Output all records verbatim.
○ ○ ○ ○ ○
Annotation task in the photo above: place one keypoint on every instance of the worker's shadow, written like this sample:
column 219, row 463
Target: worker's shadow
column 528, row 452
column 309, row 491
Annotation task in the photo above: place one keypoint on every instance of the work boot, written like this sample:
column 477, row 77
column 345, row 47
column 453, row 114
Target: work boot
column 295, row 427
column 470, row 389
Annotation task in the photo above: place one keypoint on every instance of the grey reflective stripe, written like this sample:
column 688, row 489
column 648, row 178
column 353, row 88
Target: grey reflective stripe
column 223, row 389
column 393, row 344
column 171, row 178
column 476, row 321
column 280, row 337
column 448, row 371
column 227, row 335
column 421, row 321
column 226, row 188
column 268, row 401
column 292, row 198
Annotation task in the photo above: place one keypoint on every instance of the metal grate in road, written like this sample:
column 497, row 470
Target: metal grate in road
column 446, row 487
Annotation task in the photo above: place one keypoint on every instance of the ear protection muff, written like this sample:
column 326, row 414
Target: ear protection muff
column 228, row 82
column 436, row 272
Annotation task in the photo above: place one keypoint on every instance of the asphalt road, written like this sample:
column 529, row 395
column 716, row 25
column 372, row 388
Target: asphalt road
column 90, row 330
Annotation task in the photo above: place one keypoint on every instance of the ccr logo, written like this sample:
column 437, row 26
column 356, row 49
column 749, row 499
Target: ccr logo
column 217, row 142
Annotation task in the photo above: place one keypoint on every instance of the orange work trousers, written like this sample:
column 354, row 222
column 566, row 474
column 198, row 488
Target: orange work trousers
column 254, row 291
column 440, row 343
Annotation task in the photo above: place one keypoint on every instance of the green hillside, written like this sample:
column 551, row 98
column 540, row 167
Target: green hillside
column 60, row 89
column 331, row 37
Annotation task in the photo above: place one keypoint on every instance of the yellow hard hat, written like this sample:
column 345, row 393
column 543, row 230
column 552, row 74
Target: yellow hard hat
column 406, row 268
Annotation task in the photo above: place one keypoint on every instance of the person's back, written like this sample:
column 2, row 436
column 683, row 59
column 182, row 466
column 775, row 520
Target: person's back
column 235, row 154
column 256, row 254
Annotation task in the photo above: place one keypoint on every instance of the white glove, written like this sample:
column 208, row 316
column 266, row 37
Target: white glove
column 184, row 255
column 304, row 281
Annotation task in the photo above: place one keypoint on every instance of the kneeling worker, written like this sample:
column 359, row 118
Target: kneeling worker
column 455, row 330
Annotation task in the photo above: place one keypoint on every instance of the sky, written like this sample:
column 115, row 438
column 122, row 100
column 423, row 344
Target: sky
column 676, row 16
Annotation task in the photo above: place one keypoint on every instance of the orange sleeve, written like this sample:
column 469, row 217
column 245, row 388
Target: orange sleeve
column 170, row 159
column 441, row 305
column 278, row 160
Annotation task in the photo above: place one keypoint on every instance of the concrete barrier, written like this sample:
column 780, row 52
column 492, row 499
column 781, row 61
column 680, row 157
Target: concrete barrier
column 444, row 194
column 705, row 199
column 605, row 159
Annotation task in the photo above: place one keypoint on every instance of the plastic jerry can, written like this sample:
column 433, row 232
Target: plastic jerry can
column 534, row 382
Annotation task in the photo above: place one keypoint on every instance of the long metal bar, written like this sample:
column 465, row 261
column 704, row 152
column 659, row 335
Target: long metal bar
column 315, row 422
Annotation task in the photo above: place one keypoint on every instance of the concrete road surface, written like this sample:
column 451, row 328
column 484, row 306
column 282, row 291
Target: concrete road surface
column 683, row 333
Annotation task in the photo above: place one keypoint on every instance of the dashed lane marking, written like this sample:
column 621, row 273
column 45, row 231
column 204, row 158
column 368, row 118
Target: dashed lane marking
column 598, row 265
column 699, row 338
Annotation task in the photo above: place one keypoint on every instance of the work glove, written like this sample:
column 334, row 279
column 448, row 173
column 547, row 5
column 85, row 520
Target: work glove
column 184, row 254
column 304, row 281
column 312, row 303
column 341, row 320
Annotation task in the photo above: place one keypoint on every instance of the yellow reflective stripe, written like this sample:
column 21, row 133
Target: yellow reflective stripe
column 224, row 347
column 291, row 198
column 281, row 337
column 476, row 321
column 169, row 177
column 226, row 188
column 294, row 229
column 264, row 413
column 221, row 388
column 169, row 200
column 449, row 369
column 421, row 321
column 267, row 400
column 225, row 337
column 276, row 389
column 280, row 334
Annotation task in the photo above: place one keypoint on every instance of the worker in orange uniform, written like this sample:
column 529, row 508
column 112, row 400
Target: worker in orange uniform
○ ○ ○ ○ ○
Task solution:
Annotation task in the photo above: place one keypoint on every instance of the worker's shadow, written like this sample:
column 219, row 463
Target: worker's shadow
column 528, row 452
column 309, row 491
Annotation task in the photo above: place one keypoint on every instance of the work boot, written like this sample:
column 477, row 77
column 345, row 47
column 453, row 114
Target: work boot
column 295, row 427
column 470, row 389
Annotation task in the photo above: place one keypoint on every instance of the grey reflective stripe, written like this sample:
column 688, row 489
column 648, row 178
column 353, row 88
Target: grey reflective stripe
column 223, row 389
column 393, row 344
column 171, row 178
column 476, row 321
column 280, row 337
column 448, row 371
column 227, row 335
column 421, row 321
column 226, row 188
column 268, row 401
column 292, row 198
Annotation task in the photo above: place one keypoint on every instance of the metal grate in road, written like this sample:
column 497, row 470
Target: metal grate in road
column 446, row 487
Annotation task in the photo above: place one keypoint on every instance of the ear protection muff, written like this sample:
column 326, row 414
Target: ear protection muff
column 228, row 82
column 436, row 272
Annotation task in the photo above: place one keypoint on every instance of the asphalt road, written like this sample:
column 529, row 395
column 716, row 25
column 372, row 388
Target: asphalt road
column 90, row 330
Annotation task in the photo above: place one keypoint on every instance of the ccr logo, written like this sample:
column 437, row 26
column 356, row 49
column 749, row 499
Target: ccr logo
column 217, row 142
Annotation task in the photo above: place one keypoint on every instance of the orange work trousers, written like this sample:
column 354, row 222
column 566, row 474
column 198, row 488
Target: orange work trousers
column 254, row 291
column 440, row 343
Annotation task in the photo above: place one keypoint on every instance of the green hillside, written like this sample:
column 551, row 98
column 540, row 167
Target: green hillside
column 60, row 89
column 331, row 37
Annotation task in the photo above: place one keypoint on every instance of the yellow hard hat, written like this sample:
column 345, row 393
column 543, row 230
column 552, row 74
Target: yellow hard hat
column 406, row 268
Annotation task in the photo above: place one keypoint on every instance of the person's back, written like this sample:
column 2, row 436
column 683, row 59
column 182, row 466
column 775, row 520
Target: person's back
column 235, row 154
column 256, row 254
Annotation task in the photo above: place one keypoint on every instance of the white glove, written like this sample:
column 208, row 316
column 266, row 37
Target: white glove
column 184, row 255
column 304, row 281
Annotation task in the photo above: place one keypoint on every instance of the kneeling worker, written like this sample:
column 359, row 118
Target: kneeling worker
column 455, row 330
Annotation task in the photo above: place one keypoint on every instance of the sky, written like this sample:
column 115, row 438
column 122, row 100
column 423, row 344
Target: sky
column 676, row 16
Annotation task in the photo above: place one keypoint on every instance of the orange sleeve, written like this sample:
column 469, row 217
column 245, row 388
Target: orange sleeve
column 170, row 159
column 441, row 305
column 278, row 160
Annotation task in the photo above: place one keypoint on every instance of the concrete barrier, written like this sample:
column 780, row 52
column 492, row 499
column 781, row 61
column 680, row 157
Target: concrete barrier
column 444, row 194
column 705, row 199
column 605, row 159
Annotation task in the photo above: place one keypoint on every instance of the plastic jerry can, written like this sample:
column 433, row 232
Target: plastic jerry can
column 534, row 382
Annotation task in the photo above: place one keypoint on every instance of the long metal bar, written like this sample:
column 465, row 261
column 704, row 152
column 659, row 335
Target: long metal bar
column 315, row 422
Annotation task in the photo above: place one keypoint on every instance of the concrete road surface, written like this sample:
column 451, row 328
column 484, row 306
column 282, row 291
Target: concrete road surface
column 683, row 333
Annotation task in the photo above: place one keypoint on every instance of the dashed lane marking, written like this sample:
column 621, row 273
column 45, row 231
column 204, row 158
column 368, row 118
Target: dashed lane marking
column 598, row 265
column 699, row 338
Annotation task in the photo above: place one keypoint on every instance of the work glove, written like this sample:
column 334, row 279
column 448, row 173
column 547, row 5
column 85, row 520
Target: work glove
column 184, row 254
column 304, row 281
column 312, row 303
column 341, row 320
Annotation task in the photo above: place one keypoint on every instance of the yellow reflective stripe, written like this sample:
column 21, row 133
Target: yellow reflective stripe
column 224, row 347
column 291, row 198
column 281, row 337
column 476, row 321
column 169, row 177
column 226, row 188
column 294, row 229
column 264, row 413
column 221, row 388
column 169, row 200
column 449, row 369
column 421, row 321
column 267, row 400
column 225, row 337
column 276, row 389
column 280, row 334
Annotation task in the photo above: place one keypoint on every instance of the worker in orange uniform, written like this sample:
column 529, row 508
column 112, row 400
Target: worker in orange uniform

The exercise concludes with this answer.